» **ARBEITSAUFTRÄGE**:
A. Welchen Anteil an den aktiv Rentenversicherten hatten laut dem Textauszug zur Rente Ende 2019 die Beitragszahler ohne deutsche Staatsbürgerschaft?
B. Setzen Sie den Textauszug zur Rente im Anschluss an seinen letzten Satz fort.

» **TEXTAUSZUG**:
________________________

Berlin. Mit mehr als einer halben Million Zuwanderern pro Jahr will die FDP die Sozialkassen stabilisieren. Forscher zweifeln, ob das gelingt.

Das Umlagesystem der gesetzlichen Rente in Deutschland steht unter Druck. Hauptgrund ist die Bevölkerungsentwicklung. Denn die Zahl der Rentner wächst stärker als die der Erwerbstätigen, deren Beiträge zur Finanzierung der Altersbezüge herangezogen werden. Das führt seit Jahren dazu, dass deutlich weniger Geld in den gemeinsamen Topf hineinfließt, als es nötig wäre, um daraus sämtliche Rentenansprüche zu bedienen.

Der Staat schießt deshalb Hunderte Milliarden an Steuergeldern zu. Dennoch ist längst klar, dass auch das nicht ausreicht. Das System der gesetzlichen Alterssicherung befindet sich in einer Finanzkrise, das Rentenniveau sinkt.

Im Jahr 2000 erhielten Ruheständler noch eine Rente in Höhe von knapp 53 Prozent ihres durchschnittlichen Nettolohns aus 45 Arbeitsjahren. Für die Zeit bis 2025 gilt eine politische Festlegung, dass das Rentenniveau 48 Prozent des Lohnniveaus nicht unterschreiten darf. Für die Zeit danach gibt es jedoch noch keine Lösung.

Seit Jahren müht sich die Politik um Wege, ein weiteres Absinken der Renten zu verhindern, etwa durch private Zusatzversicherungen oder mehr betriebliche Altersvorsorge. Die FDP schlägt zudem einen Einstieg in eine gesetzliche Aktienrente vor. Und sie will noch an einer weiteren Stellschraube des Systems drehen: Durch hunderttausendfache Zuwanderung soll die Zahl der Beitragszahler in Deutschland steigen. So sieht es ein aktuelles Konzept der Liberalen vor.

Forderung: Mindestens 500.000 Einwanderer im Jahr

„Deutschland braucht mindestens 500.000 Einwanderer pro Jahr“, fordert der Vizevorsitzende der FDP im Bundestag, Christian Dürr. Das klinge zunächst nach einer hohen Zahl, aber gemessen an der Größe Deutschlands und im Vergleich zu klassischen Einwanderungsländern wie Kanada oder Australien „ist das nicht viel“, sagt Dürr unserer Redaktion. Er betont: „Einwanderung ist ein wichtiger Schlüssel für stabile Finanzen.“

Immer weniger Menschen zahlten in die Sozialsysteme ein, und der Zuschuss des Bundes in die Rente werde mit jedem Jahr höher. „Wir müssen jetzt handeln“, mahnt Dürr an. „Wenn wir es schaffen, Deutschland zu einem attraktiven Land für Einwanderer zu machen und gleichzeitig unsere öffentlichen Finanzen zukunftssicher zu machen, gewinnt unsere Gesellschaft doppelt.“

Starke demografische Verschiebungen

Tatsächlich zeigen Statistiken, dass ausländische Beitragszahler zur Stabilisierung der Rentenkasse beitragen. Nach Zahlen der Deutschen Rentenversicherung hatten Ende 2019 knapp 6,8 Millionen der etwa 39,1 Millionen aktiv Rentenversicherten keine deutsche Staatsbürgerschaft. Ihr Anteil an den Beitragszahlern lag damit bei 17,3 Prozent. Menschen mit türkischem Pass waren mit rund 1,04 Millionen die größte Gruppe unter den Rentenbeitragszahlern, gefolgt von Polen (548.000).

________________________

» **AUFGELISTETE ZEILEN**:
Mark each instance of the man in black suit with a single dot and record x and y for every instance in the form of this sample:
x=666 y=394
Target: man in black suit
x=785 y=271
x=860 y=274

________________________

» **AUFGABENLÖSUNGEN**:
A. 17,3 Prozent

B.
Nach Berechnungen von Martin Werding, Professor für Sozialpolitik und öffentliche Finanzen an der Ruhr-Universität Bochum, kann eine verstärkte Einwanderung langfristig durchaus zu positiven Effekten im Rentensystem führen. Im Fall einer Nettozuwanderung von 500.000 pro Jahr, wie es die FDP fordert, läge das Rentenniveau im Jahr 2060 vier Prozentpunkte höher als in derzeitigen Ausgangsszenarien.

Fortzüge aus Deutschland sind in dieser Wanderungsbilanz bereits berücksichtigt. Und selbst wenn nach Verrechnung von Weg- und Zuzügen jährlich nur 300.000 Arbeitnehmer aus dem Ausland unter dem Strich dazukämen, würde das Rentenniveau nach Werdings Kalkulation im Jahr 2060 um immerhin zwei Prozentpunkte höherliegen. Derzeit liegt der langjährige Durchschnitt der Nettozuwanderung bei rund 200.000 im Jahr.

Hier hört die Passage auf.